Location labeling data:
## begin

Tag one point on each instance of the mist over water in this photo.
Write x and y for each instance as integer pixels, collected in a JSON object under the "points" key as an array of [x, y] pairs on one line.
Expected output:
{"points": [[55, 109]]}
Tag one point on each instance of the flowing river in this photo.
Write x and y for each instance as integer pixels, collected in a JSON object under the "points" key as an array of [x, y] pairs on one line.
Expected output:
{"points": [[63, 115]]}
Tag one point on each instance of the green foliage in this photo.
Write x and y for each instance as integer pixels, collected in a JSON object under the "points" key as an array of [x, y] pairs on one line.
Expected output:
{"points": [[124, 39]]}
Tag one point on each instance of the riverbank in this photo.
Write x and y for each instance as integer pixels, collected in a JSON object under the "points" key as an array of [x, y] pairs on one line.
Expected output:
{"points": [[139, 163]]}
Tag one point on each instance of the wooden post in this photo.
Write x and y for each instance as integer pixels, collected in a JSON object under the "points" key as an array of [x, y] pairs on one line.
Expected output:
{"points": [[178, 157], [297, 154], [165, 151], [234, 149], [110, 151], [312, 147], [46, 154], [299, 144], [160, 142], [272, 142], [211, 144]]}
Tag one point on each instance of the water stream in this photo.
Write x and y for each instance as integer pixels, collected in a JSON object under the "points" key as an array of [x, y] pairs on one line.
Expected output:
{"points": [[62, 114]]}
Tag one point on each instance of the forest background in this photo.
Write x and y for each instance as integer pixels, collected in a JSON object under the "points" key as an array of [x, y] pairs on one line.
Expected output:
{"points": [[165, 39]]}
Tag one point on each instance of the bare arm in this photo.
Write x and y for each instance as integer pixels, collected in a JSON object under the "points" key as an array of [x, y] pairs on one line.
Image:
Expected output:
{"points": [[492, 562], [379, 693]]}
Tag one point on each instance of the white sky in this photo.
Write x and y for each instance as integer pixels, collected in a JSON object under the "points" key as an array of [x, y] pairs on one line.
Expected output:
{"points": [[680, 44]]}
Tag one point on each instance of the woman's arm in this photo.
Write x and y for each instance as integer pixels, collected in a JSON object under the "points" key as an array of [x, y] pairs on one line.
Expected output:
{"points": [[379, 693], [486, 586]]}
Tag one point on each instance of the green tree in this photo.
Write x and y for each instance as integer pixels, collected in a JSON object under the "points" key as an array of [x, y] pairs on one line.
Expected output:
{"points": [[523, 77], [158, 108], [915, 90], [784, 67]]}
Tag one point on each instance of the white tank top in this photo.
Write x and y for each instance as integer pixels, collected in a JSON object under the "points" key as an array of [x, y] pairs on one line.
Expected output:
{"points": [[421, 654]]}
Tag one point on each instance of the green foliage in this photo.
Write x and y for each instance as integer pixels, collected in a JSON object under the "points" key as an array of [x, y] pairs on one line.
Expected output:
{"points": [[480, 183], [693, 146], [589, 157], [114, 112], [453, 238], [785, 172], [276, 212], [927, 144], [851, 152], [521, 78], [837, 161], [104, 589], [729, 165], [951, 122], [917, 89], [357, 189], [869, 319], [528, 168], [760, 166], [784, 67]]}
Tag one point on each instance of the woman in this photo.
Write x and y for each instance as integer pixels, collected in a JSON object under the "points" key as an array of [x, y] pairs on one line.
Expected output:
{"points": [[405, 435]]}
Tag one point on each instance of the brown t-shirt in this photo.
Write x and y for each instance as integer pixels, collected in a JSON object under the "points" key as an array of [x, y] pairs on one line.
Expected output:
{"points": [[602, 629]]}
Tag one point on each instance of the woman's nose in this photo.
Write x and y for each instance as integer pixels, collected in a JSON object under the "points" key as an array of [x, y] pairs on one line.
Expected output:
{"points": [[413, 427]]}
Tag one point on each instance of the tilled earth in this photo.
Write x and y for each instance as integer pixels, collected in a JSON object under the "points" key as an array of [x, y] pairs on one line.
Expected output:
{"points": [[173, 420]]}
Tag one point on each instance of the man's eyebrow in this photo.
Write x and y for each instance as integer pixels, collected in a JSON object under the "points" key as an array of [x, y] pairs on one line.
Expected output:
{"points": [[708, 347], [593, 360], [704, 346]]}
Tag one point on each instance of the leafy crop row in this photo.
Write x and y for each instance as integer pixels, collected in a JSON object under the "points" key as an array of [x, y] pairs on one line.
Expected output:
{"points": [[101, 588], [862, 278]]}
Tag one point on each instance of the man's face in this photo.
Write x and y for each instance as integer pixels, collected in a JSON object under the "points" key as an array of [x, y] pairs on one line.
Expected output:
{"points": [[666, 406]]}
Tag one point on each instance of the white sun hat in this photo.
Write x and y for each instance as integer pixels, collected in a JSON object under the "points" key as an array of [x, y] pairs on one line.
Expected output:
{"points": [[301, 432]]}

## end

TASK GOAL:
Lay out the data above as a two-column CSV with the columns "request" and "answer", giving one row per request. Place the text of each request and its answer in a single quoted field each, with line breaks replaced by spaces.

FINISHED EXERCISE:
request,answer
"Tag one point on each instance of the mist over water in this photo. Write x and y for each instance as integer pixels, collected in a JSON object under the ""points"" key as an array of [x, y] pairs on one line. Expected output:","{""points"": [[55, 109]]}"
"Tag one point on each instance of the flowing river in this photo. Write x and y for each instance as integer pixels, collected in a JSON object under the ""points"" key as an array of [x, y] pairs on one line. Expected output:","{""points"": [[63, 115]]}"
"Tag one point on each instance of the green foliage in this photo. Write x and y for each instance as integer pixels, collected in a JSON object under the ""points"" key as an array of [x, y] pairs on one line. Expected output:","{""points"": [[124, 39]]}"
"Tag one point on each instance of the riverbank in this photo. Write x and y for each instance as integer pixels, collected in a JSON object under the ""points"" key as an array of [x, y] pairs on one line. Expected output:","{""points"": [[139, 163]]}"
"Tag one point on each instance of the wooden post in this photo. Write x and y for each instance as integer pixels, collected in a JSON object under the ""points"" key as an array of [x, y] pairs on one line. Expected output:","{""points"": [[178, 157], [297, 154], [165, 151], [234, 149], [110, 151], [312, 147], [46, 154], [299, 144], [160, 142], [272, 142], [211, 144]]}"
"Tag one point on each instance of the water stream in this photo. Write x and y for each instance as integer pixels, collected in a JSON object under the ""points"" key as an array of [x, y] pairs on one line. Expected output:","{""points"": [[62, 114]]}"
"Tag one point on each instance of the forest background in this photo. Write x and y for each instance as integer pixels, collected in a JSON object under the ""points"" key as an array of [x, y] pairs on one line. Expected output:","{""points"": [[165, 39]]}"
"Tag one point on each instance of the bare arm in this photo. Write x and y for each instance as integer pixels, collected in a JSON object under the ""points"" key as an array of [x, y] pairs on one line. Image: Expected output:","{""points"": [[492, 562], [379, 693]]}"
"Tag one point on each instance of the white sky in this photo. Write x and y for each instance as integer pixels, collected in a JSON object under the ""points"" key as an array of [x, y] pairs on one line. Expected output:","{""points"": [[680, 44]]}"
"Tag one point on each instance of the woman's arm in this photo. Write x and y for each instance as integer pixels, collected in a JSON object under the ""points"" key as an array of [x, y] pairs on one line. Expected output:","{""points"": [[379, 693], [486, 586]]}"
"Tag one point on each instance of the green tree in this photo. Write x and y for each instance as integer pixels, collected in a JSON object under the ""points"" key as an array of [x, y] pairs on one line. Expected output:","{""points"": [[523, 77], [158, 108], [915, 90], [784, 67]]}"
"Tag one point on each instance of the white tank top in this photo. Write x and y for each instance as integer pixels, collected in a JSON object under the ""points"" key as an array of [x, y] pairs on one line. Expected output:","{""points"": [[421, 654]]}"
"Tag one point on each instance of the green foliage in this photo. Write x and y for each instance as integer pixels, collected in a JSON object under the ""points"" key as an array of [x, y] pairs on one line. Expected output:","{""points"": [[480, 183], [693, 146], [589, 157], [114, 112], [453, 238], [785, 172], [276, 212], [927, 144], [851, 152], [521, 78], [837, 161], [104, 589], [729, 165], [951, 122], [917, 89], [357, 189], [869, 319], [528, 168], [760, 166], [784, 67]]}"
"Tag one point on each instance of the woman in this photo. Write x and y for each instance as integer pixels, collected in a JSON object under the ""points"" key as an array of [x, y] pairs on one line. Expected output:","{""points"": [[405, 435]]}"
"Tag one point on each instance of the brown t-shirt in this photo. Write x and y for each instance as integer pixels, collected in a JSON object under the ""points"" key as an array of [x, y] pairs on one line. Expected output:","{""points"": [[602, 629]]}"
"Tag one point on each instance of the woman's nose in this photo. Write x and y for each instance as integer pixels, collected in a JSON object under the ""points"" key as an array of [x, y] pairs on one line. Expected output:","{""points"": [[413, 427]]}"
"Tag one point on each instance of the tilled earth in this photo. Write x and y for each instance as integer pixels, collected in a JSON object under the ""points"" key as an array of [x, y] pairs on one line. Expected output:","{""points"": [[173, 420]]}"
"Tag one point on each instance of the man's eyebrow in this photo. Write x and y for each instance as integer pixels, collected in a JSON object under the ""points"" key as an array of [x, y] pairs on one line. Expected output:","{""points"": [[708, 347], [593, 360], [704, 346]]}"
"Tag one point on each instance of the leafy crop row in this photo. Write x and y for each instance as integer pixels, collected in a JSON object under the ""points"" key as an array of [x, y] pairs on one line. Expected output:","{""points"": [[101, 588], [862, 278]]}"
"Tag one point on each instance of the man's face in this photo. Write x and y for each instance as integer pixels, collected in a JSON object under the ""points"" key as an array of [x, y] pairs on one line. Expected output:","{""points"": [[666, 406]]}"
"Tag one point on each instance of the white sun hat in this photo. Write x and y for each instance as integer pixels, collected in a JSON object under the ""points"" key as an array of [x, y] pairs on one line. Expected output:","{""points"": [[301, 432]]}"